*HOW TO COMPLETE THIS TASK:*
Find the string "cluster" in the data, and copy out each line that has it.

*EXERCISE MATERIALS:*
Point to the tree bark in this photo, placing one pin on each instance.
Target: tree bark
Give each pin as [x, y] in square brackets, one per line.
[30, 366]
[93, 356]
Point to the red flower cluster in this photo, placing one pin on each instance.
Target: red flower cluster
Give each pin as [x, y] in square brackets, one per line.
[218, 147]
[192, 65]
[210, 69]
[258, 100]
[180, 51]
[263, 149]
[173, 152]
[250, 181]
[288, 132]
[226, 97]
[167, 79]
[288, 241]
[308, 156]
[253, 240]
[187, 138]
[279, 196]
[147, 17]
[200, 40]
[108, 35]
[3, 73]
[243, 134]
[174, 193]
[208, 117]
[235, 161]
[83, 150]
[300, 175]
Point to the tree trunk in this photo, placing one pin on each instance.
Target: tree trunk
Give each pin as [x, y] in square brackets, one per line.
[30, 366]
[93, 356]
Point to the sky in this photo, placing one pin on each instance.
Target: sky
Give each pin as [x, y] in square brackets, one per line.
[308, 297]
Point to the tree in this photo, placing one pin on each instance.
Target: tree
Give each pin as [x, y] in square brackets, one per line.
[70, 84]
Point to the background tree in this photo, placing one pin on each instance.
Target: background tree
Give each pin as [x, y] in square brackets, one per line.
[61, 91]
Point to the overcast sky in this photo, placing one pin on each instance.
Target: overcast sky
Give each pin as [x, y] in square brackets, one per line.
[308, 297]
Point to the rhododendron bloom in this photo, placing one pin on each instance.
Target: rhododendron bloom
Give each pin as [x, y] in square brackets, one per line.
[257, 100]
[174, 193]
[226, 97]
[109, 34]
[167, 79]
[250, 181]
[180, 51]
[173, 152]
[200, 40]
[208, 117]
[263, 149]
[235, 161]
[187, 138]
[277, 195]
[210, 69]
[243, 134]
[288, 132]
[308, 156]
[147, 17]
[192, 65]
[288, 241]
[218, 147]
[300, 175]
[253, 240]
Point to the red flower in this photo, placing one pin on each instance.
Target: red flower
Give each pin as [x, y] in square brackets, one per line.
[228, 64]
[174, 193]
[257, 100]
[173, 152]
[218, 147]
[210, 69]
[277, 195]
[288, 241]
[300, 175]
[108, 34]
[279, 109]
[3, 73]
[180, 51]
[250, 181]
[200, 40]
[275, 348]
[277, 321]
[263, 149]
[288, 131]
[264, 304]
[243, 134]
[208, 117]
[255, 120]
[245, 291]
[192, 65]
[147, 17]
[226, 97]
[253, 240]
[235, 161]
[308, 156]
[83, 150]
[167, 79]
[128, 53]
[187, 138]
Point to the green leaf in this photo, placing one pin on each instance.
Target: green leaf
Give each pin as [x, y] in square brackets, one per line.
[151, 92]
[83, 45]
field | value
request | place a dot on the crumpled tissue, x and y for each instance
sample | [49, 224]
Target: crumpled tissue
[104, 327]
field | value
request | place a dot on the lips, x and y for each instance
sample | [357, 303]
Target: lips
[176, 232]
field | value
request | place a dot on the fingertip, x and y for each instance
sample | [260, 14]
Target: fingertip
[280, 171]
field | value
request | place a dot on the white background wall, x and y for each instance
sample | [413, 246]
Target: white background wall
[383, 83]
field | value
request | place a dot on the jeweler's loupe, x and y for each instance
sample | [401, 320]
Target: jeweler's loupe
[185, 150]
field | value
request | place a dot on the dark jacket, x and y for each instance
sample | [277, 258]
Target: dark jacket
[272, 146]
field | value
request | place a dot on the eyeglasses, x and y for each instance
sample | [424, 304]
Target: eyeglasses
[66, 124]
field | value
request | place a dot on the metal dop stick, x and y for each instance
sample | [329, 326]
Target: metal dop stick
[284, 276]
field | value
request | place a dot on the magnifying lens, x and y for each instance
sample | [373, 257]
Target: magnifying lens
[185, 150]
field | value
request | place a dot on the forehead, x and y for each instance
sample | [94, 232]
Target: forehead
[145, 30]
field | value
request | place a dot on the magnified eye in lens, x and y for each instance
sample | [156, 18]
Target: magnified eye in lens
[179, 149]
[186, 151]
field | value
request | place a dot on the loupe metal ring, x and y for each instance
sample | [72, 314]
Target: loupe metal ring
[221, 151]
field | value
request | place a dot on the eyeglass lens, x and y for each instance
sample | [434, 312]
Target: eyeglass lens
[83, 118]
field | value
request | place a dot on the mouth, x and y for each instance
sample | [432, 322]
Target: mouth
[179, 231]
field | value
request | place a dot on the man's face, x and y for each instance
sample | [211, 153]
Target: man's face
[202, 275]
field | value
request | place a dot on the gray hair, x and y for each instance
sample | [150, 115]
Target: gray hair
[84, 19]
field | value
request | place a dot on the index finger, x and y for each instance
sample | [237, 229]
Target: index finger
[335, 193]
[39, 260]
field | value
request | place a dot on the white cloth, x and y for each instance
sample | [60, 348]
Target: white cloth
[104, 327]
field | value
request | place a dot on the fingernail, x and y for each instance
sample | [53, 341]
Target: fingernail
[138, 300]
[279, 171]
--
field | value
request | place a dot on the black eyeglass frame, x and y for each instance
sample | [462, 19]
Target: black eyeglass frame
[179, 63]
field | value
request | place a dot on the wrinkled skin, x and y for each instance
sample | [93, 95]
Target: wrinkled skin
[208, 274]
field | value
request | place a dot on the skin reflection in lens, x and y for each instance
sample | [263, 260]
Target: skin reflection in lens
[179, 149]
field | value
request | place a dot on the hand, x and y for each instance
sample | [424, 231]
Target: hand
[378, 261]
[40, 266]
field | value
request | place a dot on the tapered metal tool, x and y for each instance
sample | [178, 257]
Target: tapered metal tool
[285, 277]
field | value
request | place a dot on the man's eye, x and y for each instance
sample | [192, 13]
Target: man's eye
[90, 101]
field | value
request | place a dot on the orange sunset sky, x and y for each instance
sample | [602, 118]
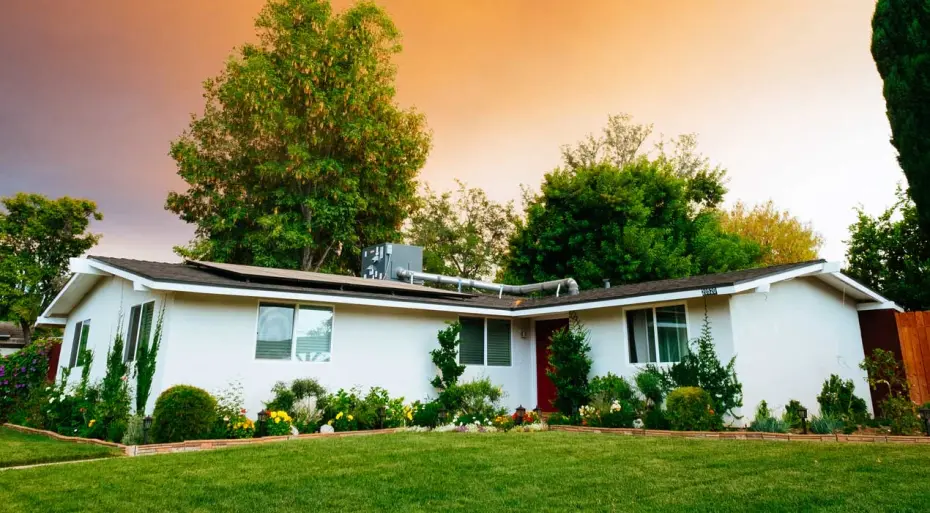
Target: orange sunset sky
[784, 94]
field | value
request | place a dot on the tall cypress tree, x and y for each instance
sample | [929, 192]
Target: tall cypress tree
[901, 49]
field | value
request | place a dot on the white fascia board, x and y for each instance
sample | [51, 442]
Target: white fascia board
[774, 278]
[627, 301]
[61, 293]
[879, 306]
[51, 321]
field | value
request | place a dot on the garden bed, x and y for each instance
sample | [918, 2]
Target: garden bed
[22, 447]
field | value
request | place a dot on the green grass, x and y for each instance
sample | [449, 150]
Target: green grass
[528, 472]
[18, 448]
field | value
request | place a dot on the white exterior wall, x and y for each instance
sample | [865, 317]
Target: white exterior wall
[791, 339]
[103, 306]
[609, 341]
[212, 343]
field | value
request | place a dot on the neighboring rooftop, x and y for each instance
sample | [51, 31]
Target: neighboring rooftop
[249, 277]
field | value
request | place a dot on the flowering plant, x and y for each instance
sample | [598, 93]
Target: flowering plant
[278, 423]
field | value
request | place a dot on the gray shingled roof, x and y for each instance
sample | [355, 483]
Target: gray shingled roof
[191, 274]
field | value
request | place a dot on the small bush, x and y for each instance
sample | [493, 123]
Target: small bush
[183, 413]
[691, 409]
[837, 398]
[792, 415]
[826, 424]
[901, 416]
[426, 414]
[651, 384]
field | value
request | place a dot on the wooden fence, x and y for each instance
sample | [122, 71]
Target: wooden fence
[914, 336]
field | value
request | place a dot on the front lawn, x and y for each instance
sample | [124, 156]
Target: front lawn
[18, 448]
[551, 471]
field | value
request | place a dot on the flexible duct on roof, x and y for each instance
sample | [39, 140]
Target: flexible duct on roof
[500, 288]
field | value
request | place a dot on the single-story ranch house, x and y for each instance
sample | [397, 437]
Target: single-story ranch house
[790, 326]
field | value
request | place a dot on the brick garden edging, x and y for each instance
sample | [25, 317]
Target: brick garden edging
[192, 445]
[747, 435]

*WRITTEN RESPONSE:*
Point to the red flower cluster in this photo, placing one pin on each instance.
Target: red flower cluster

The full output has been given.